• [Required tasks]
(1) From the ScanSnap setup post, translate this sentence into Spanish: "It worked ok but the pi 3 was quite slow at handling OCR duties, so when the pi4 was announced I was keen to upgrade."
(2) Based on the ScanSnap setup post, say whether each statement agrees with it. Answer yes or no, and quote the deciding words.
(a) The ScanSnap 1300i came with a driver CD.
(b) The 1300i_0D12.nal file is copied into /usr/share/sane/epjitsu/.
(c) The debug level should stay at 7 once everything works.
(3) Continue the ScanSnap setup post from where it stops.

Some time back I bought a Fujitsu ScanSnap 1300i and connected it to a raspberry pi 3 to create a network attached document scanner. It worked ok but the pi 3 was quite slow at handling OCR duties, so when the pi4 was announced I was keen to upgrade.
Some time passed and I finally got around to giving it a go. Unfortunately I’d forgotten all the resources and details I’d used to get this thing going, so I muddled my way through getting it going again with what I could find this time around, and comparing it to my old pi3.
Below is the initial setup I had to do. You will need the driver – my second hand ScanSnap 1300i didn’t come with any CD but it’s pretty easy to find online. https://github.com/stevleibelt/scansnap-firmware/blob/master/1300i_0D12.nal looks like one example.
apt-get install tesseract-ocr tesseract-ocr-eng sane pdftk imagemagick scanbd bc img2pdf ocrmypdf
sudo groupadd scanner
sudo usermod -a -G scanner pi
sudo usermod -a -G saned pi
mkdir -p /usr/share/sane/epjitsu/
cp 1300i_0D12.nal /usr/share/sane/epjitsu/
edit /etc/scanbd/scanbd.conf
and set:
debug-level = 7
(to see errors more easily while setting up, change this back to 4 or lower when you’re happy everything is working)user = pi
(to run script and the scanning process as user pi)- script line in the scan block with
script = "/home/pi/scripts/scan.sh"

• [Data provided]
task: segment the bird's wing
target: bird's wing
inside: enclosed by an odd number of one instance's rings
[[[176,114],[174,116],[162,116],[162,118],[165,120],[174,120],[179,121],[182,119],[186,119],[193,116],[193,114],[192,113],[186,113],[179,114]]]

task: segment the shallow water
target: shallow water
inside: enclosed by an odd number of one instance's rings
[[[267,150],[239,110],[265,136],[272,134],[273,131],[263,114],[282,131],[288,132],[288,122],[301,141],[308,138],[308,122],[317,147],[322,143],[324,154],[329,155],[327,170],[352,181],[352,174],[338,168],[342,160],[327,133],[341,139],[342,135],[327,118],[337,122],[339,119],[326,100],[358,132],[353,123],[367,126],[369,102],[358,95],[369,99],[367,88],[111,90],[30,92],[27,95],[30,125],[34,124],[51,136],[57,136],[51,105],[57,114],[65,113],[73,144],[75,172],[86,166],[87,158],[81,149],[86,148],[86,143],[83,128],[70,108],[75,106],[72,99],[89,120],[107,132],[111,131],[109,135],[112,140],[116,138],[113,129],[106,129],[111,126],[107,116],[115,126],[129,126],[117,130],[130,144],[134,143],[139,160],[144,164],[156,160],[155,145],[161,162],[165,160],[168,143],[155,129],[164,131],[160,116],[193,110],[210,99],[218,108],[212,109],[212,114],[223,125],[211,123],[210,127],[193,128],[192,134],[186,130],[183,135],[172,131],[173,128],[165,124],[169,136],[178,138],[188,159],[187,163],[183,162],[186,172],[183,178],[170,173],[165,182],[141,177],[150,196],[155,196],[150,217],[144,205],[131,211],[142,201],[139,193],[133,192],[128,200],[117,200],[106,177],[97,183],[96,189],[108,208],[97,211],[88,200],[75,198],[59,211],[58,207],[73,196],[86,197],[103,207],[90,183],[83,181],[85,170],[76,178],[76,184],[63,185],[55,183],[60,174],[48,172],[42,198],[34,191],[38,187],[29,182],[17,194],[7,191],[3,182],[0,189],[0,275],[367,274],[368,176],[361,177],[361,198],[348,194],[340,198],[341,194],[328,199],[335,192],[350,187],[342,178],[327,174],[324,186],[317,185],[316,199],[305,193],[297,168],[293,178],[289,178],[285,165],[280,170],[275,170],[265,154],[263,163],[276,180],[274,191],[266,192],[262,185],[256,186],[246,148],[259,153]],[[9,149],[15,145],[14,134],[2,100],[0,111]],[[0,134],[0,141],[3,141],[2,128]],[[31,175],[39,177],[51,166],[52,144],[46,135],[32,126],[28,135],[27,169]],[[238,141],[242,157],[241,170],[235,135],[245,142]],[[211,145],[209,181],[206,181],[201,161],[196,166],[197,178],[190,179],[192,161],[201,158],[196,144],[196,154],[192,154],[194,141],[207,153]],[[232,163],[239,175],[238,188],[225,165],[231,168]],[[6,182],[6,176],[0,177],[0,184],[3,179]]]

* * *

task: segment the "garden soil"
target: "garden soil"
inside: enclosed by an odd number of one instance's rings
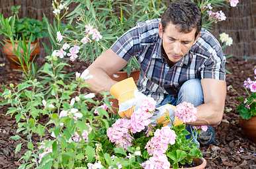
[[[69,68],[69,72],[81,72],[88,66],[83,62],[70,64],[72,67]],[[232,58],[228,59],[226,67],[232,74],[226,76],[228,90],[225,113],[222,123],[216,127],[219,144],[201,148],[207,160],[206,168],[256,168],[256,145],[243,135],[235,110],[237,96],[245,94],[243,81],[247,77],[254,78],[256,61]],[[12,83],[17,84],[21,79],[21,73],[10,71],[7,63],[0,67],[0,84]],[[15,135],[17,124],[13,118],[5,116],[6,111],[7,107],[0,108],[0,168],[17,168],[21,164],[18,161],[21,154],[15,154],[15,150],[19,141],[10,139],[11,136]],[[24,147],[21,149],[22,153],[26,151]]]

• [Results]
(1) Funcionaba bien, pero la pi 3 era bastante lenta para las tareas de OCR, así que cuando se anunció la pi4 tenía muchas ganas de actualizarme.

(2)
(a) No: "my second hand ScanSnap 1300i didn’t come with any CD"
(b) Yes: "cp 1300i_0D12.nal /usr/share/sane/epjitsu/"
(c) No: "change this back to 4 or lower when you’re happy everything is working"

(3)
so it looks like this:
action scan {
filter = "^scan.*"
numerical-trigger {
from-value = 1
to-value = 0
}
desc = "Scan to file"
# script must be an relative path starting from scriptdir (see above),
# or an absolute pathname.
# It must contain the path to the action script without arguments
# Absolute path example: script = "/some/path/foo.script
script = "/home/pi/scripts/scan.sh"
}
Replace the path to the script as needed.
Check to make sure that the scanner is detected properly.
sudo sane-find-scanner -q
found USB scanner (vendor=0x04c5 [FUJITSU], product=0x128d [ScanSnap S1300i]) at libusb:001:004
found USB scanner (vendor=0x0424, product=0xec00) at libusb:001:003
sudo scanimage -L
device `epjitsu:libusb:001:004′ is a FUJITSU ScanSnap S1300i scanner
Take note of the vendor and product ID, you will need them to create a custom udev rule so that the pi user can access the scanner. Create a new file named /etc/udev/rules.d/scanner.rules
using sudo, and add the following line. Change the vendor and product IDs to match the output of the sane-find-scanner command above.
SUBSYSTEM=="usb", ATTRS{idVendor}=="04c5", ATTRS{idProduct}=="128d", MODE="0664", GROUP="scanner", ENV{libsane_matched}="yes"
Reboot and ensure that everything starts correctly. On my scanner the scan button will change from a blinking blue light to a solid blue light when scanbd is monitoring the button successfully.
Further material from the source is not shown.